SOAL YANG DIKERJAKAN
a) Dalam berita tentang persiteruan PT NSR dan petani, Desa Segati terletak di kecamatan apa?
b) Cetak persis bagian berita tentang persiteruan PT NSR dan petani mulai dari kata-kata "Persiteruan Antara PT", lalu berhenti setelah "dikelola oleh petani.".
c) Lanjutkan berita tentang persiteruan PT NSR dan petani Desa Segati mulai setelah kalimat terakhirnya.

KUTIPAN DOKUMEN
Persiteruan Antara PT NSR dan Petani, Maruli Silaban : Perusahaan Harus Hormati Hak Petani

PH Maruli Silaban (istimewa)

PELALAWAN – Kasus antara PT Nusantara Sentosa Raya (NSR) dan para petani di Desa Segati, Kecamatan Langgam, Pelalawan, menjadi viral dan menimbulkan perhatian berbagai pihak.

Kejadian ini mencuat setelah beberapa petani dan pekerja yang sedang memanen sawit diamankan oleh pihak PT NSR dan dilaporkan ke Polres Pelalawan, Rabu 19 Juni 2024 lalu.

Peristiwa ini bukan yang pertama kali terjadi di kabupaten Pelalawan, PT NSR  telah berulang kali melaporkan petani atas tuduhan tindak pidana dengan tujuan menguasai lahan yang sebelumnya dikelola oleh petani.

Maruli Silaban SH, yang bertindak sebagai penasihat hukum 4 orang pekerja kebun sawit yang ditangkap oleh security dilapor ke Polres Pelalawan angkat bicara.

DATA YANG DIBERIKAN

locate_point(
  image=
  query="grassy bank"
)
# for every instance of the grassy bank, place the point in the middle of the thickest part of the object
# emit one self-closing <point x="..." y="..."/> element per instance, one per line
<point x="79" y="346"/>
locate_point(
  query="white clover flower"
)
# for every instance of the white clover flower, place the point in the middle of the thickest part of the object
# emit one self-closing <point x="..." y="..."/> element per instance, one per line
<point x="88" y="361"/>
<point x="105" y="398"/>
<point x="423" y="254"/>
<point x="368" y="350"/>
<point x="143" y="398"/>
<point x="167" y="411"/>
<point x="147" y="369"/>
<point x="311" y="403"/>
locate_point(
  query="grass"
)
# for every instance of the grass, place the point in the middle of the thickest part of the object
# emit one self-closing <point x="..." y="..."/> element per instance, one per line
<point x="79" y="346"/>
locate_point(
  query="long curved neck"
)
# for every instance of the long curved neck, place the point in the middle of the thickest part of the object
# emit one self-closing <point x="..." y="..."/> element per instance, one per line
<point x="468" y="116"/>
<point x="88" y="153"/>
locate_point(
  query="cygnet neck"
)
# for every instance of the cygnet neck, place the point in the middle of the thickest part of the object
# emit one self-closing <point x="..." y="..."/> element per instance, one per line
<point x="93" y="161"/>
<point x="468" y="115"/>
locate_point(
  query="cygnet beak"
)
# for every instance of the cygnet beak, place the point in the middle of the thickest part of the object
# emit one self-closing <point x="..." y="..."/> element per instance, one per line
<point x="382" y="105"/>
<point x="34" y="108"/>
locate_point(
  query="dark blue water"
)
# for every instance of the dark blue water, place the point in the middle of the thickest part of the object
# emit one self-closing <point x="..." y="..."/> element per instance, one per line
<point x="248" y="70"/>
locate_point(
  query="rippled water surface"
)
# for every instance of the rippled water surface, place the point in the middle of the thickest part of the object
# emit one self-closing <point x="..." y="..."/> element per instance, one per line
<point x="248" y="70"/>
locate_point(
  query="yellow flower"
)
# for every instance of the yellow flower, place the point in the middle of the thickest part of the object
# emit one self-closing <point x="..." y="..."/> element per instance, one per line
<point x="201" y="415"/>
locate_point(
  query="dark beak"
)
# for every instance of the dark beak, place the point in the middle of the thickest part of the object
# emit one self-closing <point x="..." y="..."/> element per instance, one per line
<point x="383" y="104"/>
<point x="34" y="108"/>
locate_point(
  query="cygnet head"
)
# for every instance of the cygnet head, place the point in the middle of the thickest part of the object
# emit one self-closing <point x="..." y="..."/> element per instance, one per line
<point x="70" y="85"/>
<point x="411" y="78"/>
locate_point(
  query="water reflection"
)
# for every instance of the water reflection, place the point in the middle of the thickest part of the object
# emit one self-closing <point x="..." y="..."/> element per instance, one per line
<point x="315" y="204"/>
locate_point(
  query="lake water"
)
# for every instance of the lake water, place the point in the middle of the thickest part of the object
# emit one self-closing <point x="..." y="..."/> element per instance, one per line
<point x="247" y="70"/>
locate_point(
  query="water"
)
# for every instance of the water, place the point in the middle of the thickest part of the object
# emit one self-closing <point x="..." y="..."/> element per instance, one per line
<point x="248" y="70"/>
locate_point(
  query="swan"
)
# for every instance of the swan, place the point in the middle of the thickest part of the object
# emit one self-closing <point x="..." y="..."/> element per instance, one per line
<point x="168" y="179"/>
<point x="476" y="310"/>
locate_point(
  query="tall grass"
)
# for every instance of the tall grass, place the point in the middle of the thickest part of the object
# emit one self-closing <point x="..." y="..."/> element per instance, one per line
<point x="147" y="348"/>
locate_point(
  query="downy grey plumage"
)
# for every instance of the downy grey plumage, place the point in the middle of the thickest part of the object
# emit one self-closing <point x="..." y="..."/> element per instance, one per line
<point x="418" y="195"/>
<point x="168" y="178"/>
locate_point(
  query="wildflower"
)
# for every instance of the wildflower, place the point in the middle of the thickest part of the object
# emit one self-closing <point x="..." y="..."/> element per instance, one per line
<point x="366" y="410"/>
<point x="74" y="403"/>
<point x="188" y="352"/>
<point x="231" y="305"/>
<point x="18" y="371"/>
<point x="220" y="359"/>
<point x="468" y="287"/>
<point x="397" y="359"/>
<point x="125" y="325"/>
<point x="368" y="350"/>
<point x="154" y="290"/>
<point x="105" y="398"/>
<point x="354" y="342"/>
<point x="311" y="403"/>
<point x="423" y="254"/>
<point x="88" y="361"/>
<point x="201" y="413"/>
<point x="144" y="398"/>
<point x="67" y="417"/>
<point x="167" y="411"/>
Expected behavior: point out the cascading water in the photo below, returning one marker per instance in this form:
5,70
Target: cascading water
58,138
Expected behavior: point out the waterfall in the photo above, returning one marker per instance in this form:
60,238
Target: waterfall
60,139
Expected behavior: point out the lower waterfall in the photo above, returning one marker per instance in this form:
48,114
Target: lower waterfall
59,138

KUMPULAN JAWABAN
a) Kecamatan Langgam, Pelalawan.

b)
Persiteruan Antara PT NSR dan Petani, Maruli Silaban : Perusahaan Harus Hormati Hak Petani

PH Maruli Silaban (istimewa)

PELALAWAN – Kasus antara PT Nusantara Sentosa Raya (NSR) dan para petani di Desa Segati, Kecamatan Langgam, Pelalawan, menjadi viral dan menimbulkan perhatian berbagai pihak.

Kejadian ini mencuat setelah beberapa petani dan pekerja yang sedang memanen sawit diamankan oleh pihak PT NSR dan dilaporkan ke Polres Pelalawan, Rabu 19 Juni 2024 lalu.

Peristiwa ini bukan yang pertama kali terjadi di kabupaten Pelalawan, PT NSR  telah berulang kali melaporkan petani atas tuduhan tindak pidana dengan tujuan menguasai lahan yang sebelumnya dikelola oleh petani.

c)
Untuk diketahui bahwa petani yang lokasi lahannya dianggap masuk kawasan hutan telah berproses pengampunan negara dalam pengurusan keterlanjuran Undang-Undang Cipta Kerja (UU No. 11 Tahun 2020) PP no 24.

Maruli Silaban selaku kuasa hukum menegaskan bahwa berdasarkan aturan yang berlaku, PT NSR harus menghormati hak-hak para petani yang telah lebih dahulu mengelola lahan tersebut.

“Peraturan perundang-undangan mengharuskan bahwa pengelolaan lahan yang melibatkan masyarakat harus memperhatikan hak-hak mereka dan memberikan kompensasi yang adil jika terjadi penggusuran, rasionalisasi luasan konsesi atau peralihan hak,” kata Maruli.

Selain penangkapan pekerja petani, PT NSR juga diduga melakukan intimidasi terhadap petani dan perusakan kebun termasuk parit gajah.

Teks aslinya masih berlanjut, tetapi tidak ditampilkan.